[Records from a data collection]

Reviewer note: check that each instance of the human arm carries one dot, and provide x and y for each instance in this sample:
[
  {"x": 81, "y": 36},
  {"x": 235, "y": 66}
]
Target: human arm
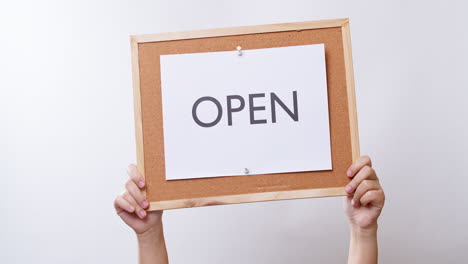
[
  {"x": 148, "y": 226},
  {"x": 363, "y": 206}
]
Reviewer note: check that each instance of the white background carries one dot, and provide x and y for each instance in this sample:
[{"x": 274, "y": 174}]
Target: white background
[
  {"x": 193, "y": 151},
  {"x": 66, "y": 134}
]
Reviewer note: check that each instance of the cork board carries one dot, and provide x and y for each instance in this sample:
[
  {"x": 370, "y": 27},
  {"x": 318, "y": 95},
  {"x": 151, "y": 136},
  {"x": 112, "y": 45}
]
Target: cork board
[{"x": 163, "y": 194}]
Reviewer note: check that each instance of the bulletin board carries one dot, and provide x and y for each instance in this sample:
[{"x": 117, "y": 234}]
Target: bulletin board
[{"x": 171, "y": 194}]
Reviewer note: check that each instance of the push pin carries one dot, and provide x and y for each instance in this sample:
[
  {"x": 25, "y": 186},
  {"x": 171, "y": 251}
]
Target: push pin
[{"x": 239, "y": 50}]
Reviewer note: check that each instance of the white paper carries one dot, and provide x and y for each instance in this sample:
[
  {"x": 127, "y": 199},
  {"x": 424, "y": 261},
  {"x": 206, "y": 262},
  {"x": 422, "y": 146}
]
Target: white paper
[{"x": 192, "y": 151}]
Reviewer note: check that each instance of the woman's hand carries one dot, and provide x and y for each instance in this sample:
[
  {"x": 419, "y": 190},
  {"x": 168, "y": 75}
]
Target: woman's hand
[
  {"x": 131, "y": 204},
  {"x": 366, "y": 197},
  {"x": 363, "y": 207}
]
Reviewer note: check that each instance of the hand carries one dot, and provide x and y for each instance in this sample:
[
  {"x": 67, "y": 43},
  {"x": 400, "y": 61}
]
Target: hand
[
  {"x": 131, "y": 205},
  {"x": 366, "y": 197}
]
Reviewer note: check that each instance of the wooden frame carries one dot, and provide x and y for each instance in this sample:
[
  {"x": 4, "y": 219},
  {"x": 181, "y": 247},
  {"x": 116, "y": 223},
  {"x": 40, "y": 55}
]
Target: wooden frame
[{"x": 249, "y": 197}]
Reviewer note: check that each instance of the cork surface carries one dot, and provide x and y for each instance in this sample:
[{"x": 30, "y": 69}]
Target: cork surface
[{"x": 158, "y": 189}]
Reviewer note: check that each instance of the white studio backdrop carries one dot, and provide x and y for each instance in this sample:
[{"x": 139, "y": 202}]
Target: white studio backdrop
[{"x": 67, "y": 134}]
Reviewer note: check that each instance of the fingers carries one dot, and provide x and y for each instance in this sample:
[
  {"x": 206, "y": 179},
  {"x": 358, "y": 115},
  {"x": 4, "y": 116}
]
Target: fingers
[
  {"x": 364, "y": 188},
  {"x": 374, "y": 197},
  {"x": 358, "y": 165},
  {"x": 365, "y": 173},
  {"x": 136, "y": 176},
  {"x": 130, "y": 199},
  {"x": 121, "y": 204},
  {"x": 137, "y": 194}
]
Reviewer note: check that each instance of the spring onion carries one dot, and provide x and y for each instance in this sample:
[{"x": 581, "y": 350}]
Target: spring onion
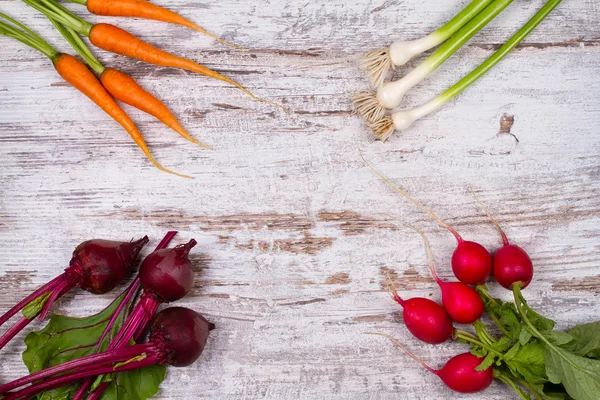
[
  {"x": 402, "y": 120},
  {"x": 372, "y": 105},
  {"x": 376, "y": 63}
]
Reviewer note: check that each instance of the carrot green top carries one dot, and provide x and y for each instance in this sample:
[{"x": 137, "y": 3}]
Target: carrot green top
[
  {"x": 18, "y": 31},
  {"x": 59, "y": 13}
]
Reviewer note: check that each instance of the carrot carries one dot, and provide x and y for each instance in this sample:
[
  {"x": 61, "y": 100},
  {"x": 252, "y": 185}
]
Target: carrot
[
  {"x": 79, "y": 76},
  {"x": 116, "y": 40},
  {"x": 147, "y": 10},
  {"x": 127, "y": 90},
  {"x": 123, "y": 87},
  {"x": 111, "y": 38}
]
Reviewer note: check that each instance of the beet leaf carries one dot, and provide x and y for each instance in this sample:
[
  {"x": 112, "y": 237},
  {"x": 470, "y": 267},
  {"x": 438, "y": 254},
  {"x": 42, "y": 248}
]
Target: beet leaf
[{"x": 67, "y": 338}]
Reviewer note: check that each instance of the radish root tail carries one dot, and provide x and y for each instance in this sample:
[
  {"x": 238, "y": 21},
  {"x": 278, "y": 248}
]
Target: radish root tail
[
  {"x": 429, "y": 253},
  {"x": 376, "y": 64},
  {"x": 218, "y": 39},
  {"x": 383, "y": 128},
  {"x": 391, "y": 289},
  {"x": 490, "y": 216},
  {"x": 409, "y": 198},
  {"x": 397, "y": 343},
  {"x": 249, "y": 93},
  {"x": 367, "y": 106}
]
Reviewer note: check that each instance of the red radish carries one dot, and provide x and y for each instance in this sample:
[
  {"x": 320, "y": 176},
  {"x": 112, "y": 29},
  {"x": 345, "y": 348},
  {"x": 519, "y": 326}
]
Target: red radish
[
  {"x": 178, "y": 336},
  {"x": 425, "y": 319},
  {"x": 511, "y": 264},
  {"x": 458, "y": 373},
  {"x": 97, "y": 266},
  {"x": 462, "y": 302},
  {"x": 471, "y": 262}
]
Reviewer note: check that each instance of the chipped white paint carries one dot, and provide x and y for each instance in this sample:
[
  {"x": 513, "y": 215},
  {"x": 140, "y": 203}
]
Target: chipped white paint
[{"x": 284, "y": 208}]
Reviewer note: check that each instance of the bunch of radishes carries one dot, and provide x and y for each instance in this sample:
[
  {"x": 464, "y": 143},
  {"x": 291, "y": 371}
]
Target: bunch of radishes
[
  {"x": 432, "y": 323},
  {"x": 177, "y": 335}
]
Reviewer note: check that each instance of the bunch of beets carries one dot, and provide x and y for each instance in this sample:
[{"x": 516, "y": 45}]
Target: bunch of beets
[{"x": 135, "y": 336}]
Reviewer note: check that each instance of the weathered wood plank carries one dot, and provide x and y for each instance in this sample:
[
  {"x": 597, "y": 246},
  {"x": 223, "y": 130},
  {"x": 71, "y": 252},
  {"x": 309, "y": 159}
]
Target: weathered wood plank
[{"x": 295, "y": 248}]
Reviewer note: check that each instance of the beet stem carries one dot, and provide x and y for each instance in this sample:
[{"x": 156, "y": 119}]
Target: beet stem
[
  {"x": 93, "y": 360},
  {"x": 131, "y": 291},
  {"x": 440, "y": 221},
  {"x": 96, "y": 394},
  {"x": 57, "y": 287},
  {"x": 134, "y": 288},
  {"x": 490, "y": 216},
  {"x": 94, "y": 370},
  {"x": 61, "y": 288},
  {"x": 397, "y": 343},
  {"x": 23, "y": 303}
]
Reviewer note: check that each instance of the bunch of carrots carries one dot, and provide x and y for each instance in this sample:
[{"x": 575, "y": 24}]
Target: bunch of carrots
[
  {"x": 112, "y": 84},
  {"x": 372, "y": 105}
]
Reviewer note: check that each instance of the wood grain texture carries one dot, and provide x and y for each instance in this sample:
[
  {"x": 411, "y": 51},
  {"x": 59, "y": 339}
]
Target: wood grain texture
[{"x": 293, "y": 248}]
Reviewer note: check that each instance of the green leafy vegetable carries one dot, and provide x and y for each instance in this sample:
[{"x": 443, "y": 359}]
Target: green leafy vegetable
[
  {"x": 527, "y": 362},
  {"x": 586, "y": 340},
  {"x": 35, "y": 306},
  {"x": 66, "y": 338},
  {"x": 579, "y": 375}
]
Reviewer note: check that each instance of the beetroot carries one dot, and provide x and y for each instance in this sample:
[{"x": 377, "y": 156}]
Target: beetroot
[
  {"x": 177, "y": 337},
  {"x": 97, "y": 266},
  {"x": 182, "y": 334},
  {"x": 167, "y": 273},
  {"x": 132, "y": 291}
]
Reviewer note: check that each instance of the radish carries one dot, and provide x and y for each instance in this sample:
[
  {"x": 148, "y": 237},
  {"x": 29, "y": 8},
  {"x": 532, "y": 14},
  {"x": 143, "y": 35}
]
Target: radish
[
  {"x": 372, "y": 105},
  {"x": 97, "y": 266},
  {"x": 471, "y": 262},
  {"x": 511, "y": 263},
  {"x": 462, "y": 302},
  {"x": 425, "y": 319},
  {"x": 376, "y": 63},
  {"x": 177, "y": 337},
  {"x": 458, "y": 373}
]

• _EXERCISE INSTRUCTIONS_: Starting with the line that contains "Reviewer note: check that each instance of the green", print each line through the last one in the listing. Include both end lines and add nothing.

• _TASK OUTPUT_:
Reviewer note: check that each instance of the green leafy vegetable carries one dot, and provide x and y for each instance in this sample:
[{"x": 443, "y": 359}]
Target: green leafy vegetable
[
  {"x": 527, "y": 362},
  {"x": 586, "y": 340},
  {"x": 35, "y": 306},
  {"x": 66, "y": 338},
  {"x": 579, "y": 375}
]
Reviewer note: check that each instance of the beetroot carries one dot, and provide x and y for each instance in this sample:
[{"x": 377, "y": 156}]
Target: beetroot
[
  {"x": 177, "y": 337},
  {"x": 97, "y": 266},
  {"x": 182, "y": 334},
  {"x": 167, "y": 273},
  {"x": 132, "y": 291}
]
Reviewer note: check that each instance of the radish carries one dot, and provide x and y for each instance in this sample:
[
  {"x": 148, "y": 237},
  {"x": 29, "y": 8},
  {"x": 532, "y": 14},
  {"x": 143, "y": 35}
]
Target: radish
[
  {"x": 372, "y": 105},
  {"x": 97, "y": 266},
  {"x": 471, "y": 262},
  {"x": 511, "y": 263},
  {"x": 462, "y": 302},
  {"x": 425, "y": 319},
  {"x": 376, "y": 63},
  {"x": 177, "y": 337},
  {"x": 458, "y": 373}
]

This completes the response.